**Exercise**
Which lines in the rows below contain the string "evenodd"? List each such line in full, counting a match only when the case is the same.
'''
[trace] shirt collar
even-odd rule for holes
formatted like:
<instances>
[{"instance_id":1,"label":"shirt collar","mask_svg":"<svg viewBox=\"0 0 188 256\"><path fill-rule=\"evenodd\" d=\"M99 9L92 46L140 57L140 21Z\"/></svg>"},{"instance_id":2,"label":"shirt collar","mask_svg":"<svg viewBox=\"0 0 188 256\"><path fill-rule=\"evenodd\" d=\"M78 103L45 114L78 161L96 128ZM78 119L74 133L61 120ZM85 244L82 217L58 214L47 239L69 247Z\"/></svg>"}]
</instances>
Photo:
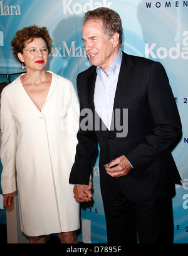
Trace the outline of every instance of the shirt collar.
<instances>
[{"instance_id":1,"label":"shirt collar","mask_svg":"<svg viewBox=\"0 0 188 256\"><path fill-rule=\"evenodd\" d=\"M120 67L122 60L122 51L119 50L117 56L114 59L111 65L107 69L107 73L108 76L109 76L112 73L114 73L117 67ZM99 67L97 66L97 75L101 78L101 72L102 69Z\"/></svg>"}]
</instances>

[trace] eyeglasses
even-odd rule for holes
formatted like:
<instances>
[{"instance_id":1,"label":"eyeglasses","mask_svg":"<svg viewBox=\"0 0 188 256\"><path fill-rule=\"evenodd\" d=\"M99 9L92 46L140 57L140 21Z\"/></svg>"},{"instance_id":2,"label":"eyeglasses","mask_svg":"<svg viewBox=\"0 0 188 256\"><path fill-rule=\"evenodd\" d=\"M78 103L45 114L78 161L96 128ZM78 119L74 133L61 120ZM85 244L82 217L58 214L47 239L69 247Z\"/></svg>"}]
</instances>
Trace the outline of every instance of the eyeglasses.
'''
**Reply to the task**
[{"instance_id":1,"label":"shirt collar","mask_svg":"<svg viewBox=\"0 0 188 256\"><path fill-rule=\"evenodd\" d=\"M99 9L92 46L140 57L140 21Z\"/></svg>"},{"instance_id":2,"label":"shirt collar","mask_svg":"<svg viewBox=\"0 0 188 256\"><path fill-rule=\"evenodd\" d=\"M78 103L45 114L78 161L96 128ZM78 119L74 133L61 120ZM85 244L82 217L58 214L47 239L69 247Z\"/></svg>"}]
[{"instance_id":1,"label":"shirt collar","mask_svg":"<svg viewBox=\"0 0 188 256\"><path fill-rule=\"evenodd\" d=\"M120 67L122 60L122 51L119 50L117 56L114 59L111 65L107 69L107 73L108 76L109 76L112 73L114 73L117 67ZM99 67L97 66L97 75L101 78L101 72L102 69Z\"/></svg>"}]
[{"instance_id":1,"label":"eyeglasses","mask_svg":"<svg viewBox=\"0 0 188 256\"><path fill-rule=\"evenodd\" d=\"M99 9L92 46L140 57L140 21Z\"/></svg>"},{"instance_id":2,"label":"eyeglasses","mask_svg":"<svg viewBox=\"0 0 188 256\"><path fill-rule=\"evenodd\" d=\"M78 103L45 114L78 161L96 128ZM78 119L74 133L61 120ZM85 244L82 217L58 214L47 239L69 247Z\"/></svg>"}]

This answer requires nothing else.